§ Assignment: Go through the data below and return each line where the string "path" appears.

§ Dataset records:

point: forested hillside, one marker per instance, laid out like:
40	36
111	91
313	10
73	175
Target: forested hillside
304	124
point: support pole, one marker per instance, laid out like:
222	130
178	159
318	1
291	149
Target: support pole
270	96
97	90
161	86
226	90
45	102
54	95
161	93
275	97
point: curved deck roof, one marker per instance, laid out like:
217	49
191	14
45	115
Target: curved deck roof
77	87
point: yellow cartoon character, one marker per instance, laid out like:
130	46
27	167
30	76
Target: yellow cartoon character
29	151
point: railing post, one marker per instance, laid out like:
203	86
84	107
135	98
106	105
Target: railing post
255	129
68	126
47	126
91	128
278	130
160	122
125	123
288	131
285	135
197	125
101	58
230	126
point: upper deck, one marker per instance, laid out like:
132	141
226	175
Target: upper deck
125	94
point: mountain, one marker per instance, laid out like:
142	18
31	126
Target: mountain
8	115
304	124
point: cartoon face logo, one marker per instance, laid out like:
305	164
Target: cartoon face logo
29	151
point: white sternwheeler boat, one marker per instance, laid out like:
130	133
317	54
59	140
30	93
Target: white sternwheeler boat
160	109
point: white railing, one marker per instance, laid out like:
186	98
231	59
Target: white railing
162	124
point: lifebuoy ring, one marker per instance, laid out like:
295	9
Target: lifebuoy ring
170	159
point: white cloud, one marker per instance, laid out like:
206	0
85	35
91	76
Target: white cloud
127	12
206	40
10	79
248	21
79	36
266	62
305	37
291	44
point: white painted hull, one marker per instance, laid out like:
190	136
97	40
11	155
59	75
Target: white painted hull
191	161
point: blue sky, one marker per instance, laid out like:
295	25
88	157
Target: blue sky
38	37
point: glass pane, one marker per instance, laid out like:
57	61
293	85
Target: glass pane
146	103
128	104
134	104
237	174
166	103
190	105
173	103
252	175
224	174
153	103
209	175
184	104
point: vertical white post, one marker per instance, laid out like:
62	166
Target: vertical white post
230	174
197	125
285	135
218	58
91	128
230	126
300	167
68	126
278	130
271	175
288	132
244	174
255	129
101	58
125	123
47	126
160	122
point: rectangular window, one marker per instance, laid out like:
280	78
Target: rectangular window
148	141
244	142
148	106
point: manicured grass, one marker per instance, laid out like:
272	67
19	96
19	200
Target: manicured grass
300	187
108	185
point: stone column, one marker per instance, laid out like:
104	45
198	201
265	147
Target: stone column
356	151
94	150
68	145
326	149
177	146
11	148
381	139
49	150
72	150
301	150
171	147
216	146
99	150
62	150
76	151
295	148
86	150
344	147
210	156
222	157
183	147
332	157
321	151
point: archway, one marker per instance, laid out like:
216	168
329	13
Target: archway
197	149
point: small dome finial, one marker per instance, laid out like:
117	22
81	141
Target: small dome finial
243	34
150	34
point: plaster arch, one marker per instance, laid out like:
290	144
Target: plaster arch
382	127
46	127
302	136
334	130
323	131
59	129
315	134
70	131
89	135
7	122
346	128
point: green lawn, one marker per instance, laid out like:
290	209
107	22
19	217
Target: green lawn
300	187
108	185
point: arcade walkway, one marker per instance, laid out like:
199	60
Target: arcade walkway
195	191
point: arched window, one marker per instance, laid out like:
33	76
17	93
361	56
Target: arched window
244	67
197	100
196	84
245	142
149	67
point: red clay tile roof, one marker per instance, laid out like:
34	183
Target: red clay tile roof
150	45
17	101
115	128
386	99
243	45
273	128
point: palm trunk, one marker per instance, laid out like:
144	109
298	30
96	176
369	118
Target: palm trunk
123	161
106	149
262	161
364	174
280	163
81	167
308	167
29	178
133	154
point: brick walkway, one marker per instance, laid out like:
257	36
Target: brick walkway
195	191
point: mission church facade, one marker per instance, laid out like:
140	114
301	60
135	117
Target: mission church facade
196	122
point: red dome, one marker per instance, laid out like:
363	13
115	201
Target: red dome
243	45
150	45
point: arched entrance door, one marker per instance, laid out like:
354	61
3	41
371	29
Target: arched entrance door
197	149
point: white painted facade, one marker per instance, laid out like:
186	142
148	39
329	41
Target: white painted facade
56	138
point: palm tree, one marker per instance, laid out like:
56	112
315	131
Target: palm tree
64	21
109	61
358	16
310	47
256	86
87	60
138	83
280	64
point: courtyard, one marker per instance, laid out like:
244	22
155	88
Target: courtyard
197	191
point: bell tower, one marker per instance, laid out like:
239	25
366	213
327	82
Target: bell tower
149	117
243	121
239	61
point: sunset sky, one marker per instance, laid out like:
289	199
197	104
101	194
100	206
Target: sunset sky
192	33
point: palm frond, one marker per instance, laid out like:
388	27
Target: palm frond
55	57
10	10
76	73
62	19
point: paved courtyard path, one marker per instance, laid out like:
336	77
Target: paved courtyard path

==

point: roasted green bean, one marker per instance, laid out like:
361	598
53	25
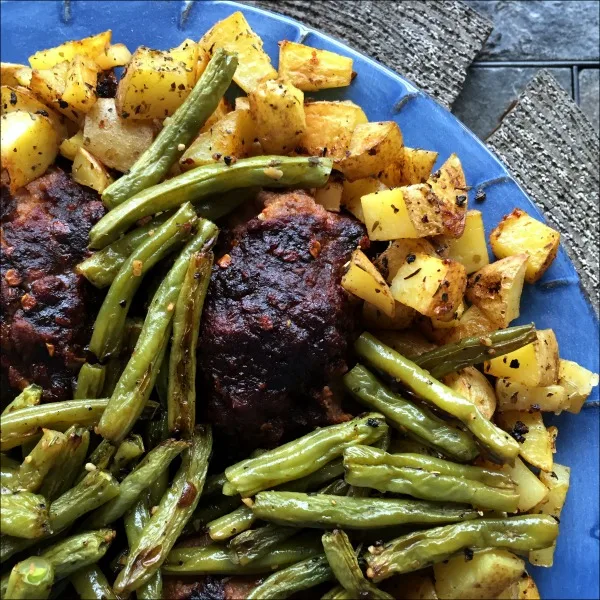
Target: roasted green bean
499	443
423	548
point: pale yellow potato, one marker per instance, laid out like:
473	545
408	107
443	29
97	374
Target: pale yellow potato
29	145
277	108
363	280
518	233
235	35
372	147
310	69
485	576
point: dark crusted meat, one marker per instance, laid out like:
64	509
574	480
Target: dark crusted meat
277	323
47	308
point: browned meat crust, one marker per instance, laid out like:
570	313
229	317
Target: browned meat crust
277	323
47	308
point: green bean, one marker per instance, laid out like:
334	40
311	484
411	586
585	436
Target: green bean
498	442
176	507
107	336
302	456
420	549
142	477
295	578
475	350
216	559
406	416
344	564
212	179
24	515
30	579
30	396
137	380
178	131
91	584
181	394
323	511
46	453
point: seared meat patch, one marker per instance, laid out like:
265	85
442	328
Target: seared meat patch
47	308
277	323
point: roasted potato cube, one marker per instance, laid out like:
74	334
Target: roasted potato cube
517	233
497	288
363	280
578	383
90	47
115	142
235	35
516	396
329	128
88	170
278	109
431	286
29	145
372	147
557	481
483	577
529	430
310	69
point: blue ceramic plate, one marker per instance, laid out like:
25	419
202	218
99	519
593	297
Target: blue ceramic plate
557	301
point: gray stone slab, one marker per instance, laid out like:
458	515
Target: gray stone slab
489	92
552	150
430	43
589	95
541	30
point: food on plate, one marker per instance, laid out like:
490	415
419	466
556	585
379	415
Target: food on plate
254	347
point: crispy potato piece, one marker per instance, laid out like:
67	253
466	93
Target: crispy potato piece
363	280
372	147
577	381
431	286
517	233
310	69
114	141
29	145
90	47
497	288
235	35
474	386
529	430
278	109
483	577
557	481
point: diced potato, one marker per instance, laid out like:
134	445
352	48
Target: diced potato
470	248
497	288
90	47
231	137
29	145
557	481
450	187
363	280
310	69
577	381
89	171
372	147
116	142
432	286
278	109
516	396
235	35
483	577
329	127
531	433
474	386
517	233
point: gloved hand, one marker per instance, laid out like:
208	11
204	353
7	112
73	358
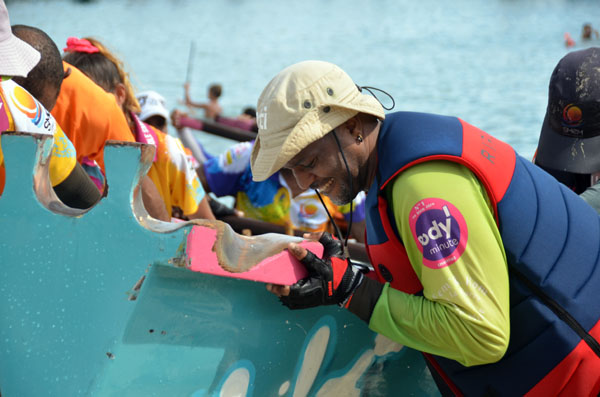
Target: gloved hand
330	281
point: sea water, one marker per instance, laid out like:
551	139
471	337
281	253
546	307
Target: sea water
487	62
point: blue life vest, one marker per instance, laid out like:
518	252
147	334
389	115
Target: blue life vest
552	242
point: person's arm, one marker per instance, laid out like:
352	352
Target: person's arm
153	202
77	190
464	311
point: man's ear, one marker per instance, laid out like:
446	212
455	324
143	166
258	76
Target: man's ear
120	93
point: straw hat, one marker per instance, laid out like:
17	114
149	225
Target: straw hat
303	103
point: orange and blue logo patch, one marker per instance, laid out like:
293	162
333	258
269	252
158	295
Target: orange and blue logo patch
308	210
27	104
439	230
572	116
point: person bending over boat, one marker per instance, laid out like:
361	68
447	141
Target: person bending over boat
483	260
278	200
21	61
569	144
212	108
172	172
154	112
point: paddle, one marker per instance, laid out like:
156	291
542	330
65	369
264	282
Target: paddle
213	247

==

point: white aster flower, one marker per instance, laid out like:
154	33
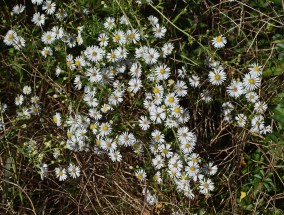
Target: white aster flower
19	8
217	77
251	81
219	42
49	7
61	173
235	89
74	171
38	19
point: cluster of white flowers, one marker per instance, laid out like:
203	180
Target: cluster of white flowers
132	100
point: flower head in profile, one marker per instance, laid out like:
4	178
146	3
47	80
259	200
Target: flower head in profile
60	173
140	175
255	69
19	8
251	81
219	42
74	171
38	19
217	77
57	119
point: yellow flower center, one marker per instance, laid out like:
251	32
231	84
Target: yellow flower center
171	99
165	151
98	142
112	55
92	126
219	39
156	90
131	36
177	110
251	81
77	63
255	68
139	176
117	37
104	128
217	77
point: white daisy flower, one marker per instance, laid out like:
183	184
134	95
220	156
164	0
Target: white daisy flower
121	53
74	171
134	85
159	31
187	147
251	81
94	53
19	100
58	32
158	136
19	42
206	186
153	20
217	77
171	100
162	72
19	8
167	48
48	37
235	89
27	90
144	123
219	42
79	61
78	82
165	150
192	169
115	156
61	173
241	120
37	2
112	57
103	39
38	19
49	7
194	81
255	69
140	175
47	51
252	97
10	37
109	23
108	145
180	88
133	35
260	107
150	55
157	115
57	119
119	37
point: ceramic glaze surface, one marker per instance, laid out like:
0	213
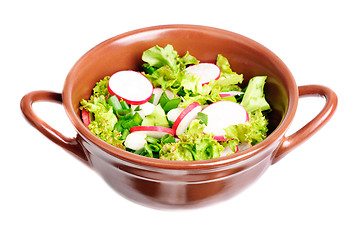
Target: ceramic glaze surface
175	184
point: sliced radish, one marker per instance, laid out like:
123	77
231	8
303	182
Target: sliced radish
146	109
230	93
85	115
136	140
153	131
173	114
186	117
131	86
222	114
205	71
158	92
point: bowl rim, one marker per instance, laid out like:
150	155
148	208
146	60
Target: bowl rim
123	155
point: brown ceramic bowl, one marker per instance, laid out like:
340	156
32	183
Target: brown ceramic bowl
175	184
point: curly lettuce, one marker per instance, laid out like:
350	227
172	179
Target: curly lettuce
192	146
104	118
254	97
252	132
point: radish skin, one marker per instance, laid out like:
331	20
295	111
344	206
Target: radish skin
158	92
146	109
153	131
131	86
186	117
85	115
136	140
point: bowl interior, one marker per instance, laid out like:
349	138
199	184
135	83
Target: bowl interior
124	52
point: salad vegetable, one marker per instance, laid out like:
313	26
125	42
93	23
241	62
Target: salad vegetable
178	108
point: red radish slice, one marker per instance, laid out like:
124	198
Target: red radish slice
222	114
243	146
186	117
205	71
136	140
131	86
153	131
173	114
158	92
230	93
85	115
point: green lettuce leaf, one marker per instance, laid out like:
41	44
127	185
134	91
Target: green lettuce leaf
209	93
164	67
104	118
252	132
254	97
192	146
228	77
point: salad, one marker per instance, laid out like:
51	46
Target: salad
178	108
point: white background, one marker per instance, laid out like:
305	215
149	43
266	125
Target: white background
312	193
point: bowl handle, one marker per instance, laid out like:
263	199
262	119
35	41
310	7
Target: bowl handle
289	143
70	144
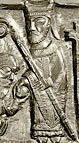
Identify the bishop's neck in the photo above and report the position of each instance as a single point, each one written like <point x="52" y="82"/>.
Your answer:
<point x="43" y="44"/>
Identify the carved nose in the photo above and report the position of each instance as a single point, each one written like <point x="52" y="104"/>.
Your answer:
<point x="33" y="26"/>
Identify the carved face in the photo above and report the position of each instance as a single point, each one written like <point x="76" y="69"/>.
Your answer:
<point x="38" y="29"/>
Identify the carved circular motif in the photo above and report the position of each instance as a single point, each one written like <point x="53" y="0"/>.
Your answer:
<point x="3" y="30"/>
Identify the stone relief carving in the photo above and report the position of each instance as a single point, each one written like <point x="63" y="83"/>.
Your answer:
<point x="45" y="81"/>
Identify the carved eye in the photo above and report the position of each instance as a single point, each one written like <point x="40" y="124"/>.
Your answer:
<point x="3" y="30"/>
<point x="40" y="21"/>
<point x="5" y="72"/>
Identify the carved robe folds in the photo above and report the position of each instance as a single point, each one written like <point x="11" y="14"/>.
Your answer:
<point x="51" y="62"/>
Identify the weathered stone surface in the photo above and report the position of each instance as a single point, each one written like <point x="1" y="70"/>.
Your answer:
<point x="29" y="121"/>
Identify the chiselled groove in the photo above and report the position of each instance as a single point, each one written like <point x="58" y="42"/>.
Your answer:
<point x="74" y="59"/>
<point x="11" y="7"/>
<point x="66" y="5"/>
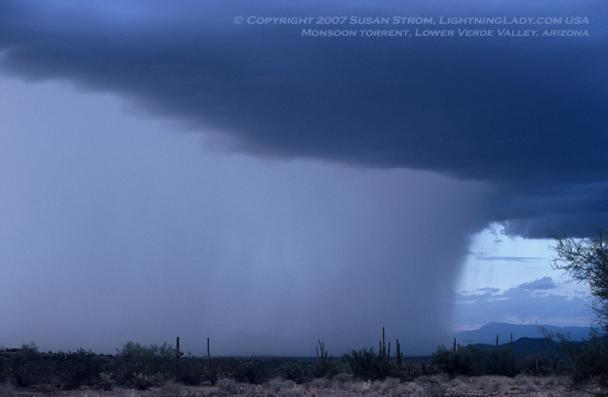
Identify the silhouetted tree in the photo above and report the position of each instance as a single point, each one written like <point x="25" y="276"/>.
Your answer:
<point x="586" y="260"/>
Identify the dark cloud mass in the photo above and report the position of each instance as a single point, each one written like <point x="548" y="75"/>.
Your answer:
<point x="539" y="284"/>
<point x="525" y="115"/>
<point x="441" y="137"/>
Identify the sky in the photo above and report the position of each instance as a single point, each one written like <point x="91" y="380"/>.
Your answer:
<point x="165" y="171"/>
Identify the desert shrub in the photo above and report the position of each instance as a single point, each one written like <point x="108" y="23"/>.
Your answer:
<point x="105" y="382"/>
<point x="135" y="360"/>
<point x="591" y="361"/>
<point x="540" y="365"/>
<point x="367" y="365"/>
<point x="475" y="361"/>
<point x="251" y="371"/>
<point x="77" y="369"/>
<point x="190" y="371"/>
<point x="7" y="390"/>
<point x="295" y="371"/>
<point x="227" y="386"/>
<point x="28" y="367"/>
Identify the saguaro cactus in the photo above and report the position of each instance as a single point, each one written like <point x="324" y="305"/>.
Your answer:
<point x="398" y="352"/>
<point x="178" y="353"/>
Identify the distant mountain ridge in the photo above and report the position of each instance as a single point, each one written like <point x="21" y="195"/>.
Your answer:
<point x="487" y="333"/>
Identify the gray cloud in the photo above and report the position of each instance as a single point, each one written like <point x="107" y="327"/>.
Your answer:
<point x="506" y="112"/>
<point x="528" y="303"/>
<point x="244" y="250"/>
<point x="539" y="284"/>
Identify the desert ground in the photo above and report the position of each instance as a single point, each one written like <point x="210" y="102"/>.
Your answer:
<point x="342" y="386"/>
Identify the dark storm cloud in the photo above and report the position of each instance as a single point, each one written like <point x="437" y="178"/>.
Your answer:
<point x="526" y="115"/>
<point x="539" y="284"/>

§ Exercise answer:
point: paved courtyard path, one marker per instance, laid out like:
Target: paved courtyard path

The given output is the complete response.